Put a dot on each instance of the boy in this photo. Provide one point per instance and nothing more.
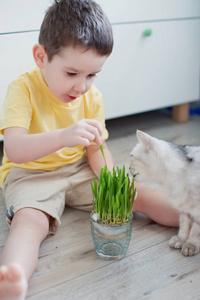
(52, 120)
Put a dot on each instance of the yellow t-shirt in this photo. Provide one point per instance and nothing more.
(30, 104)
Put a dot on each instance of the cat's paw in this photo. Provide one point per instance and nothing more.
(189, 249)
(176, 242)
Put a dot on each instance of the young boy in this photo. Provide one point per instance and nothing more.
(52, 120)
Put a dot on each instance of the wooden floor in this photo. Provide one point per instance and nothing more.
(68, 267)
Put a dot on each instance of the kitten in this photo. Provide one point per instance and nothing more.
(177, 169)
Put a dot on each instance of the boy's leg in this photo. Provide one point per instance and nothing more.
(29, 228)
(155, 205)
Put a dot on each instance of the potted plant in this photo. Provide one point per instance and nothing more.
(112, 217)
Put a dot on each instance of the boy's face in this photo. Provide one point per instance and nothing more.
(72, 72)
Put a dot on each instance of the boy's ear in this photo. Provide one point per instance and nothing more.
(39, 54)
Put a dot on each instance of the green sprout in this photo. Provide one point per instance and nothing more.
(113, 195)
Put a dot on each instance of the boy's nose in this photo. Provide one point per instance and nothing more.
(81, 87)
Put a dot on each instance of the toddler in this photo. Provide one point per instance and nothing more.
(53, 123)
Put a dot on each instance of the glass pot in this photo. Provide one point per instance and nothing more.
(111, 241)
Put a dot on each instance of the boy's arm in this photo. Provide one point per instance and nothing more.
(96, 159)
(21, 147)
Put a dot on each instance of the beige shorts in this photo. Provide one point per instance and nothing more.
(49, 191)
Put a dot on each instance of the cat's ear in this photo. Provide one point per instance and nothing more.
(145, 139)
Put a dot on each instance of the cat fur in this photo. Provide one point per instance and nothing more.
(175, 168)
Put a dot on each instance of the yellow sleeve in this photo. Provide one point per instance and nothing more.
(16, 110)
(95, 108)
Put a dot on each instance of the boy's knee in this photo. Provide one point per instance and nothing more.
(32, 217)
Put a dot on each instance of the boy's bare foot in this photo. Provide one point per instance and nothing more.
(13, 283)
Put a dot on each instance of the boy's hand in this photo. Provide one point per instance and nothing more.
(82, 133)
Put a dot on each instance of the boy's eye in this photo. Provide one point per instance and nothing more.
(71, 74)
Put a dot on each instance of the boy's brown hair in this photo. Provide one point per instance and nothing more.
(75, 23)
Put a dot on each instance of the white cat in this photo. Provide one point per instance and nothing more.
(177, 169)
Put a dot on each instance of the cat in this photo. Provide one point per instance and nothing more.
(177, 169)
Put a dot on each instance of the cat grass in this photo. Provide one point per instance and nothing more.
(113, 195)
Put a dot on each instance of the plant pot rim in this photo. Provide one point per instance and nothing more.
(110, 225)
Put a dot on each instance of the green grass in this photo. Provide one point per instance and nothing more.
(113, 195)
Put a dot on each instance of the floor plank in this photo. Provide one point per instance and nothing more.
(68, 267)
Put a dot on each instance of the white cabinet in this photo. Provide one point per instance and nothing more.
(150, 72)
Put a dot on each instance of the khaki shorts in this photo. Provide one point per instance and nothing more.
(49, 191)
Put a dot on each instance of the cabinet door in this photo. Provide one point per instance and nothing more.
= = = = =
§ **Exercise**: Every line between the one that contains "Put a dot on each instance of the boy's bare" and the last line of the listing, both included, should be retyped exactly, with nothing else added.

§ **Finished task**:
Put a dot on each instance of the boy's bare foot in this photo. Provide one point per instance and nothing more.
(13, 283)
Put a dot on each instance of the boy's hand in this photo. Provide one point per instance and nothing more.
(82, 133)
Put a dot on each instance of the boy's eye in this photo. Provide one point per instance and nothing more.
(71, 74)
Put a dot on each instance of the boy's brown hair in this photo. Provide one point per instance and nothing more.
(75, 23)
Put a dot on each instance of the white cat in this photo. Provide one point per instance and nothing more.
(177, 169)
Put a dot on each instance of the cat in this photo. Provide one point per instance and nothing more.
(177, 169)
Put a dot on each instance of the cat grass in this photo. Provide one point per instance and nothing more.
(113, 195)
Put a dot on each instance of the plant pot rim in this photo. Provide one point per instance and nothing more.
(110, 225)
Put a dot on each instance of the green grass in this photo. Provide one point per instance and nothing more.
(113, 195)
Put a dot on each instance of the floor plank in this photo. Provide one point per instance and nothing more.
(68, 267)
Put a dot on each instance of the white cabinet in this photo. Provide one point per instance and nothing more.
(150, 72)
Put a dot on each instance of the khaki shorts in this photo. Provide one point per instance and nothing more.
(49, 191)
Put a dot on each instance of the cabinet door in this photo. Provide one point per instance and nothing more.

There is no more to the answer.